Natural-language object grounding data

● ● ● ● ● ● ●

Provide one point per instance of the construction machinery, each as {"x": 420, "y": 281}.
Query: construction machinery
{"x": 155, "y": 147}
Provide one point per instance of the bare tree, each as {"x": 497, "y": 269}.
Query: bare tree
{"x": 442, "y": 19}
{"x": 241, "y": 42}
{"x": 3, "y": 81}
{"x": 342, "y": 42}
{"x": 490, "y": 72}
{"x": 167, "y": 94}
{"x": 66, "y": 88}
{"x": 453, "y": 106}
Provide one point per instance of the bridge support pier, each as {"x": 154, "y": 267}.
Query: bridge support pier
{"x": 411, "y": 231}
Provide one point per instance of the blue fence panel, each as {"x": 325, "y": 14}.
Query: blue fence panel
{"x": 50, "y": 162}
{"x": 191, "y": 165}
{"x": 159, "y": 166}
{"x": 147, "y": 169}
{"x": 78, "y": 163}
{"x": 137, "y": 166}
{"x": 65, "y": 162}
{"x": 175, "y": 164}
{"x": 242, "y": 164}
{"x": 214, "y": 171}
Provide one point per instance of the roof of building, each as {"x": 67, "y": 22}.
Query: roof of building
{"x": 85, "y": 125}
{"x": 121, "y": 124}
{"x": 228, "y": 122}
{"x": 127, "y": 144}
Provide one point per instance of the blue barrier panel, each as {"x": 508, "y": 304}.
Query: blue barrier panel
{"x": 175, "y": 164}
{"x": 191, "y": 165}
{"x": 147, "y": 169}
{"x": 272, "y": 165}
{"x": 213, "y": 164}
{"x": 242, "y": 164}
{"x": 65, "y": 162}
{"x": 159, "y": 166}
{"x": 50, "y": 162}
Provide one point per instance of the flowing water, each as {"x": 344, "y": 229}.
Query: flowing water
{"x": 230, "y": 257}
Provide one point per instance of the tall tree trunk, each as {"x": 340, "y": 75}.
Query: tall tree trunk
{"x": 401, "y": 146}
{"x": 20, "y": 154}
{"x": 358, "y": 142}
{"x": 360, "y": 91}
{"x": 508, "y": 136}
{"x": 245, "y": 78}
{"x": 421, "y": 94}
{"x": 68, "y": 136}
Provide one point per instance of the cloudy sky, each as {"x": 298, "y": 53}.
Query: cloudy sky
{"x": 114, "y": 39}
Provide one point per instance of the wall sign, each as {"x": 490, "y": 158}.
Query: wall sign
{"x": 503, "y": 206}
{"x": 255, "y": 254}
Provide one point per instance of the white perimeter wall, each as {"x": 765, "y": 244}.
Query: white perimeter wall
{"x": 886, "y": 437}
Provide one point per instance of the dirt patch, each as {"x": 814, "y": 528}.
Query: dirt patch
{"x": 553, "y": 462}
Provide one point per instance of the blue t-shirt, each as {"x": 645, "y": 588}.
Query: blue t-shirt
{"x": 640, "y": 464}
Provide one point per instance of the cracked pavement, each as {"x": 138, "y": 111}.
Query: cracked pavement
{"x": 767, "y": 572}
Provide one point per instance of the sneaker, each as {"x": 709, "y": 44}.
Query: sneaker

● ● ● ● ● ● ●

→ DIRECTIONS FOR THIS TASK: With the line containing "Query: roof of building" as the first and the last line of the records as the final one, print exactly the lines in that span.

→ OUTPUT BELOW:
Query: roof of building
{"x": 85, "y": 125}
{"x": 121, "y": 124}
{"x": 228, "y": 122}
{"x": 127, "y": 144}
Provide one point per instance of the blue barrier panel, each as {"x": 508, "y": 304}.
Query: blue barrier panel
{"x": 175, "y": 164}
{"x": 191, "y": 165}
{"x": 147, "y": 169}
{"x": 272, "y": 165}
{"x": 213, "y": 164}
{"x": 242, "y": 164}
{"x": 65, "y": 162}
{"x": 159, "y": 166}
{"x": 50, "y": 162}
Provide one point per instance of the flowing water, each as {"x": 344, "y": 229}.
Query: flowing water
{"x": 230, "y": 257}
Provide one point per instance of the tall tree trunk, each as {"x": 340, "y": 75}.
Query: tall tree trunk
{"x": 401, "y": 146}
{"x": 20, "y": 154}
{"x": 358, "y": 142}
{"x": 360, "y": 91}
{"x": 508, "y": 136}
{"x": 245, "y": 78}
{"x": 421, "y": 94}
{"x": 68, "y": 136}
Provide one point per instance of the cloudy sky, each as {"x": 298, "y": 53}.
Query: cloudy sky
{"x": 114, "y": 39}
Provide one point per instance of the wall sign, each as {"x": 490, "y": 158}.
Query: wall sign
{"x": 503, "y": 206}
{"x": 255, "y": 254}
Provide one point per instance of the white perimeter wall, each as {"x": 765, "y": 244}.
Query: white perimeter wall
{"x": 886, "y": 437}
Provide one point per instance of the dirt patch, each as {"x": 814, "y": 528}.
Query: dirt patch
{"x": 553, "y": 462}
Provide one point per instance of the blue t-shirt, each as {"x": 645, "y": 588}.
Query: blue t-shirt
{"x": 640, "y": 464}
Provide one point per instance of the cracked pavement, each as {"x": 138, "y": 111}.
Query: cracked pavement
{"x": 767, "y": 572}
Provide one point per instance of the sneaker, each as {"x": 709, "y": 44}.
Query: sneaker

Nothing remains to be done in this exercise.